Written problem: Can you express the rows from the line with "Place one point on every instance of the wooden bridge post" to the line with "[(410, 1184)]" as a two-column CSV headed text and answer, one CSV line per row? Put each value in its own quoted field and turn any line breaks into spaces.

==== The records

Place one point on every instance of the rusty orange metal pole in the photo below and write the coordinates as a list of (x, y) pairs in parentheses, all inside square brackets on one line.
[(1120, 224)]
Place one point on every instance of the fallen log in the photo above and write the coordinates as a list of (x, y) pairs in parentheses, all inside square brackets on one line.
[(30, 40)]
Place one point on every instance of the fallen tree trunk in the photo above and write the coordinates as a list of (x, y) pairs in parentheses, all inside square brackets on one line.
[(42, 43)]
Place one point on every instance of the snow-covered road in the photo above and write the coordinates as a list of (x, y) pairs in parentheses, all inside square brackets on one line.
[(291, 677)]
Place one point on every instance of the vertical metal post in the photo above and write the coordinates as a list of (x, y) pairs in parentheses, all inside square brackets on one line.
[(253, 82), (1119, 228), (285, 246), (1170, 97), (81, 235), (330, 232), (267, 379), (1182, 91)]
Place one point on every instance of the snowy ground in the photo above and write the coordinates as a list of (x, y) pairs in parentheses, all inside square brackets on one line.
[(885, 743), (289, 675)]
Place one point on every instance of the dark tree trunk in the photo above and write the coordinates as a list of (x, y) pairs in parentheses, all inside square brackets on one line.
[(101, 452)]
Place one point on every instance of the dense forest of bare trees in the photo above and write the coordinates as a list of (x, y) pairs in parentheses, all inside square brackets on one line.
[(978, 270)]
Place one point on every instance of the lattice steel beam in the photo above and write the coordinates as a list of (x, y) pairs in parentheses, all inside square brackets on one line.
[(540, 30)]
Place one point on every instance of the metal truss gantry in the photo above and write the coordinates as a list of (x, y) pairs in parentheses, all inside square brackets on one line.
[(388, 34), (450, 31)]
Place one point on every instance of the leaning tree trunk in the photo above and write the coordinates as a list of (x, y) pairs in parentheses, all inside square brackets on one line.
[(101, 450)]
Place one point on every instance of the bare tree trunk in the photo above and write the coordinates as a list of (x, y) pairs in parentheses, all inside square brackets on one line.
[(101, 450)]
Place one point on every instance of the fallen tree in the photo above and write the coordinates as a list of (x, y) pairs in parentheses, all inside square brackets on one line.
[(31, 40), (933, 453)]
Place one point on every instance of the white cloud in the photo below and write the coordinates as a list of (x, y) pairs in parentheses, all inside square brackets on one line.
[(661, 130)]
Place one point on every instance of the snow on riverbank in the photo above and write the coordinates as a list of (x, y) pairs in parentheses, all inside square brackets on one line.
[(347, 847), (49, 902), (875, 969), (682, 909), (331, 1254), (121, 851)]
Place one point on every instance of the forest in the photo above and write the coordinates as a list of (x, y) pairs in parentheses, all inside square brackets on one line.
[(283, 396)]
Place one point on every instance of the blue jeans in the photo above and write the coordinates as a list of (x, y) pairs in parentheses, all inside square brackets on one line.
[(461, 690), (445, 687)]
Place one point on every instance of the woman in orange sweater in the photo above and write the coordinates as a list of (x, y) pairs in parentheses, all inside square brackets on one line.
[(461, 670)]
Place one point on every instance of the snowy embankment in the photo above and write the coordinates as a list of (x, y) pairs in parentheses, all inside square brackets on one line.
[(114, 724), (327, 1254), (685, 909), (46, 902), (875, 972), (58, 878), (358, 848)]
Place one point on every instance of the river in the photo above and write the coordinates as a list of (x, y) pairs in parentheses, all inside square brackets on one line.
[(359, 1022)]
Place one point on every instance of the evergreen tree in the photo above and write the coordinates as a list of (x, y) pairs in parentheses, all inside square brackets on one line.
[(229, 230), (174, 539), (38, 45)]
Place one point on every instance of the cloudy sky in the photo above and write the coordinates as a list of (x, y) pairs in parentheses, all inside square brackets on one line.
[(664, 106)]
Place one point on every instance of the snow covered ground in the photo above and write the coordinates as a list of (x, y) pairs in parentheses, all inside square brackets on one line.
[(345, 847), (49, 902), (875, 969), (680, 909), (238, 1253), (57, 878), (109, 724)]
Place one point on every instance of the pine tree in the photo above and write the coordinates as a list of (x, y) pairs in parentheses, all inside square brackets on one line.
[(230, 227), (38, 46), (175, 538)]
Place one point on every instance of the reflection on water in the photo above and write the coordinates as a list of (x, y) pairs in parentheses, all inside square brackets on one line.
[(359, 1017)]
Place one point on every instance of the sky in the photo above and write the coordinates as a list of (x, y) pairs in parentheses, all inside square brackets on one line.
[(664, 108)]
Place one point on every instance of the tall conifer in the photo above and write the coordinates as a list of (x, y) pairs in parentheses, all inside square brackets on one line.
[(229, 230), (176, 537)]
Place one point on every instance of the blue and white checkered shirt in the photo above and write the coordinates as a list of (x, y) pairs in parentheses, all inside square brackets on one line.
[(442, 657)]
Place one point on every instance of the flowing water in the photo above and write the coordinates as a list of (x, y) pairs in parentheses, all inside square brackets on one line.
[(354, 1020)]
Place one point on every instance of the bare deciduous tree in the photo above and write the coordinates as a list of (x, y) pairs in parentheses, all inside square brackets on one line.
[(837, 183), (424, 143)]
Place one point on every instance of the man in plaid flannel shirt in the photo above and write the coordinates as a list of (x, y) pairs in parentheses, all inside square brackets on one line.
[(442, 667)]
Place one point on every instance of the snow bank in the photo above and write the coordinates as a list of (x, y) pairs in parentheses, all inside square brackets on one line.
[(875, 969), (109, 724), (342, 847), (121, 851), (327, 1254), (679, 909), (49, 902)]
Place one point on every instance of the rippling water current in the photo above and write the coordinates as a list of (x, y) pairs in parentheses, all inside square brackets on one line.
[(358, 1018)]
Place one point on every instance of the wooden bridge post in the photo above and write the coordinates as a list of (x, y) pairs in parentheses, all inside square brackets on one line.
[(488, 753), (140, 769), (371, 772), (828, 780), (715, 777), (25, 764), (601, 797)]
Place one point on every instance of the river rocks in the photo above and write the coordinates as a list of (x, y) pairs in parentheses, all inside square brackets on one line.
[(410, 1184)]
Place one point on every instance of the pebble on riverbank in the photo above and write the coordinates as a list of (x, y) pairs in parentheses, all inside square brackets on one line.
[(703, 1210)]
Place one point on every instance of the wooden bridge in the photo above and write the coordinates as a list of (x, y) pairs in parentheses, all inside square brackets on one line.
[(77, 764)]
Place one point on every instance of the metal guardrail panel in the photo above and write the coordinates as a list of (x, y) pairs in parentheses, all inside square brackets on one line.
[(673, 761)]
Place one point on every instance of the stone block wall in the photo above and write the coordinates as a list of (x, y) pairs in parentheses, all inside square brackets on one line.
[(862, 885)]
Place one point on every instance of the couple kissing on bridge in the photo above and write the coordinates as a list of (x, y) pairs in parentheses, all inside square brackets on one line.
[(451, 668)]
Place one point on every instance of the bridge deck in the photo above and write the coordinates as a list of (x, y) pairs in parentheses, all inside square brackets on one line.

========

Problem solution:
text,answer
"Place one point on every instance of the wooden bridge post in the photo above and write the coordinates as a list of (x, y) pairs in parentheses, all inside square brackets on one line.","[(488, 753), (140, 769), (371, 772), (828, 780), (715, 777), (25, 764), (601, 797)]"
"Place one point on every instance of the river rocks in the photo above and write the coordinates as a list of (x, y) pairs in parentheses, all inside square brackets on one line.","[(410, 1184)]"